* _Text section_
TexSmart: A Text Understanding Toolkit and Service

En | 中

TexSmart: A Text Understanding Toolkit and Service

TexSmart is a text understanding system built by the NLP Team at Tencent AI Lab, which is used to analyze morphology, syntax and semantics for text in both Chinese and English. Besides supporting common features such as word segmentation, part-of-speech tagging, named entity recognition, syntactic analysis, semantic role labeling, text classification, text matching, text normalization (case recovery for English), TexSmart provides special features such as fine-grained named entity recognition, semantic expansion, deep semantic expression and so on. Also, TexSmart add the text graph module, which provides the knowledge retrieval of many important relations for short texts or words. Text understanding technologies, which are used for structural analysis and processing of natural language, have been widely applied in search engines, personalized recommendation systems, advertisement matching, intelligent dialogue systems and beyond. For more details about TexSmart, please check the technical report.

Key Features of TexSmart

Compared with other public natural language processing tools, TexSmart supports several unique features as follows.

Key Feature 1: Fine-grained Named Entity Recognition

TexSmart supports one thousand entity types with hierarchical structure, while others, at present, only support a few or a dozen of (coarse-grained) entity types such as person, location, organization, etc. Large-scale fine-grained entity types are expected to provide richer semantic information for downstream NLP applications.

Table 1 and 2 provide a comparison of TexSmart and an existing open source text understanding tool on an example English sentence.

Captain Marvel¹ was premiered in Los Angeles² 14 months ago³.

Table 1 The function of TexSmart in fine-grained named entity recognition and enhanced semantic understanding (May 2020)
No.	Entity	Type id	Type Name	Semantic
1	Captain Marvel	work.movie	Movie	{"related":["Spider-Man","Iron Man","Batman","Hulk","Captain America","Thor","Superman","X-Men","Wolverine","Avengers"]}
2	Los Angeles	loc.city	City	{"related":["Toronto","Chicago","Montreal","Boston","London","Vancouver","Paris","Ottawa","Seattle","Sydney"]}
3	14 months ago	time.generic	Time	{"value":[2019,3]}

Captain Marvel¹ was premiered in Los Angeles² 14 months ago.

Table 2 The result of traditional tools in named entity recognition (NER)
No.	Entity	Type Name
1	Marvel	Person
2	Los Angeles	Location

The input text:”Captain Marvel was premiered in Los Angeles 14 months ago.”

It can be seen that TexSmart recognizes more types of entities (for instance movie, etc.), and supports more fine-grained entity typing (such as refining the entity type of “Los Angeles” from “loc” to “loc.city”).

* _Excerpted records_
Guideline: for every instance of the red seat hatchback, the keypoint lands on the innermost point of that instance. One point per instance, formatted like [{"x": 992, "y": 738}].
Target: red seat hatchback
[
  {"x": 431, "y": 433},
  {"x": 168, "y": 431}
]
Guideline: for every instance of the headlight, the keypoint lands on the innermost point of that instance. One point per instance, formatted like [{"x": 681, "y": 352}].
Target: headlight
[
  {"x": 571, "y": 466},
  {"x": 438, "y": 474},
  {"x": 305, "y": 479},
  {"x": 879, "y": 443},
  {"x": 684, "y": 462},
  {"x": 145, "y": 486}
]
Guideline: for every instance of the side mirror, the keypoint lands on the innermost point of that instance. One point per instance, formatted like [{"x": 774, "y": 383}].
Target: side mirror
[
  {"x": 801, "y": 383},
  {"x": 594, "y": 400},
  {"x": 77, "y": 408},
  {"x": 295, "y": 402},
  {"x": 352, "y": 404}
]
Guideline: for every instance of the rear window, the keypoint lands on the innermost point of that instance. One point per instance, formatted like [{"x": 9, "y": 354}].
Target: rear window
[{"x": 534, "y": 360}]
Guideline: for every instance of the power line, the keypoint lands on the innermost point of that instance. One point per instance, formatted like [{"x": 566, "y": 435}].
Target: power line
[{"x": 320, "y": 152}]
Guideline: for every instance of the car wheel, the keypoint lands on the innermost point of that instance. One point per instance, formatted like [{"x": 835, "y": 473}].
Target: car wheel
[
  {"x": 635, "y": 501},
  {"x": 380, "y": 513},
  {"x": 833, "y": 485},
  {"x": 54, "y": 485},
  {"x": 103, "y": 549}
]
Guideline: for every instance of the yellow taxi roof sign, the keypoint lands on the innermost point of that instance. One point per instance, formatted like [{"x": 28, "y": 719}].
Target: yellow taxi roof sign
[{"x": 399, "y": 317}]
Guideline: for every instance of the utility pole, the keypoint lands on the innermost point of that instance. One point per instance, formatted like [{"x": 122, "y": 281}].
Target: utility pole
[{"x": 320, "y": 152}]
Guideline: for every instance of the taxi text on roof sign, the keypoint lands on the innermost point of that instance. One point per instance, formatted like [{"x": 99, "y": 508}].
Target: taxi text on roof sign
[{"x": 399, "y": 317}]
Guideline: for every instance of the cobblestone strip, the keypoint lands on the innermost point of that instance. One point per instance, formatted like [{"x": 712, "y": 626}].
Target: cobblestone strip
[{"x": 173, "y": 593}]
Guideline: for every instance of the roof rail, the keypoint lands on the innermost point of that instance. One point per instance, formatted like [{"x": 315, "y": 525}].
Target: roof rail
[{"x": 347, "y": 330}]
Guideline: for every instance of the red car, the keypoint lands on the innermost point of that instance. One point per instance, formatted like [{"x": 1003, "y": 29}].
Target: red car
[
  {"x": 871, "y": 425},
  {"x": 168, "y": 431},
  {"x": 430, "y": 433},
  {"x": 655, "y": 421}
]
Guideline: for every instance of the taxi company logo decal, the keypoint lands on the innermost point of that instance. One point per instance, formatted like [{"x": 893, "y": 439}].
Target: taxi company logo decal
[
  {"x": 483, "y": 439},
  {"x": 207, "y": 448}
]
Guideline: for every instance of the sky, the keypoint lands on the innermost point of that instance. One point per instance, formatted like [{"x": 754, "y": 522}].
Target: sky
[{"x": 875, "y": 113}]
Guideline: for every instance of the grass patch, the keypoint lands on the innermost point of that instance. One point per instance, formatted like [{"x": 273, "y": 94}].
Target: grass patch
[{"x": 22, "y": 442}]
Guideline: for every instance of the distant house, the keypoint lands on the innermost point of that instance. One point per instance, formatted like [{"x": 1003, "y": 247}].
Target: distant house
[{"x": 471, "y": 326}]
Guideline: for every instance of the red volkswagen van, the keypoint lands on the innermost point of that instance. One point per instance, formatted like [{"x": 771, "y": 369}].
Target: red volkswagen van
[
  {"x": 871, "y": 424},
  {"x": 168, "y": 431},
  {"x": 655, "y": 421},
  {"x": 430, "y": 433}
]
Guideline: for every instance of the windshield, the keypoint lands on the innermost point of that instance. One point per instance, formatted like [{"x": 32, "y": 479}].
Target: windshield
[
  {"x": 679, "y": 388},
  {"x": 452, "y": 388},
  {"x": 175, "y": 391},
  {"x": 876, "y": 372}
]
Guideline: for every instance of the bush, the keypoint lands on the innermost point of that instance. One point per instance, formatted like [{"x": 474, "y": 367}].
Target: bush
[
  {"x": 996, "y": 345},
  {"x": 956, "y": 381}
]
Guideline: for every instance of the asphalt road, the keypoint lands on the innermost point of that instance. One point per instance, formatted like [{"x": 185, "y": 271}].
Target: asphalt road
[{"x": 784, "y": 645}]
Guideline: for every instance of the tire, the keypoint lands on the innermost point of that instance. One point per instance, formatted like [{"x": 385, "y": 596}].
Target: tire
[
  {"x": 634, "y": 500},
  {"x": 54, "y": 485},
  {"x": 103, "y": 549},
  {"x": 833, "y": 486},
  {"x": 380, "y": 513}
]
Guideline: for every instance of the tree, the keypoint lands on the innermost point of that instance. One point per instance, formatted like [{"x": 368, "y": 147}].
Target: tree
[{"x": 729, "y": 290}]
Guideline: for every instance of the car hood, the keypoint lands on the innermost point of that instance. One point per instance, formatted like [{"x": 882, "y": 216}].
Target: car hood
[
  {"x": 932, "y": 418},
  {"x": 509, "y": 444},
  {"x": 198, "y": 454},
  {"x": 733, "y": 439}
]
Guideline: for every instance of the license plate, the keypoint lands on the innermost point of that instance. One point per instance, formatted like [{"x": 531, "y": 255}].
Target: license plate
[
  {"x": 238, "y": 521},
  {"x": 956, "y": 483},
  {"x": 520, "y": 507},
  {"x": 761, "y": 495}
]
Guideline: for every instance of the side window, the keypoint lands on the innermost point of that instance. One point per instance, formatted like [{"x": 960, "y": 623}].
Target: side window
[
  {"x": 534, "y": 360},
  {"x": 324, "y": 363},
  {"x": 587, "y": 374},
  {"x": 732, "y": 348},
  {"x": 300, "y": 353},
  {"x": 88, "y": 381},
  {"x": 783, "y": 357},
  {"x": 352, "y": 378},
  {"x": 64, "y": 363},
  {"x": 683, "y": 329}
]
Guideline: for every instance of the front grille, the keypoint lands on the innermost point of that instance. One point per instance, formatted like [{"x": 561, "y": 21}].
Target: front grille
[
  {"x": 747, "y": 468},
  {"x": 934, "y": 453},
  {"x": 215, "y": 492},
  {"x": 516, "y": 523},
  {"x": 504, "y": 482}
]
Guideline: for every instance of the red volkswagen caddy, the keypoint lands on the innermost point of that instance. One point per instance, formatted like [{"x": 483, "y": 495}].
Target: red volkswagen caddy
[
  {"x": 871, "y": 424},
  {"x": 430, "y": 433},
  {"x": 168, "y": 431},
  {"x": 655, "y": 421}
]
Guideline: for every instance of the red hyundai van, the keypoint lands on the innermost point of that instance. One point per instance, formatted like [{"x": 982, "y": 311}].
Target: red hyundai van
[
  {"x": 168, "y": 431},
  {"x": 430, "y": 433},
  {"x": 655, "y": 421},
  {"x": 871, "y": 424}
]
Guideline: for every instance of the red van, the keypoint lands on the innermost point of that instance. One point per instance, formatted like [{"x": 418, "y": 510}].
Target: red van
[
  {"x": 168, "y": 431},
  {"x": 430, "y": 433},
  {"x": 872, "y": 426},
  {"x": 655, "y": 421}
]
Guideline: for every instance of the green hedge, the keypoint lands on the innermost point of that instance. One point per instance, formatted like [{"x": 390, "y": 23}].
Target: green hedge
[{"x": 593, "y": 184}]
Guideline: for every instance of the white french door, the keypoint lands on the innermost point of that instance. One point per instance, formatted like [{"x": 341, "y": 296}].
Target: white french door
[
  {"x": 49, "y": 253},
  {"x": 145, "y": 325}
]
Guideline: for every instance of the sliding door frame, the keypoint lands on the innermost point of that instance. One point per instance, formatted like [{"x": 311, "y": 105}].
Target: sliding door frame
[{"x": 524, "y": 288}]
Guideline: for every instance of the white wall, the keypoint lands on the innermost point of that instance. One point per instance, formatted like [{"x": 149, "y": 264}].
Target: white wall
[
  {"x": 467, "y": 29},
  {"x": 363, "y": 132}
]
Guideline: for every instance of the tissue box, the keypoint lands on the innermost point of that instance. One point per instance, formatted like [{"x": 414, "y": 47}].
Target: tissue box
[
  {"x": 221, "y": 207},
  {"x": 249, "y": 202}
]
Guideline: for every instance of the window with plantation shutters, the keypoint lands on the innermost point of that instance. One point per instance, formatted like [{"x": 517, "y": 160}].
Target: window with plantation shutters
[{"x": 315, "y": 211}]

* _Required work_
Reproduce the passage of the TexSmart text above that begins with the words containing "Compared with other" and ends with "downstream NLP applications.".

* _Result of the exercise_
Compared with other public natural language processing tools, TexSmart supports several unique features as follows.

Key Feature 1: Fine-grained Named Entity Recognition

TexSmart supports one thousand entity types with hierarchical structure, while others, at present, only support a few or a dozen of (coarse-grained) entity types such as person, location, organization, etc. Large-scale fine-grained entity types are expected to provide richer semantic information for downstream NLP applications.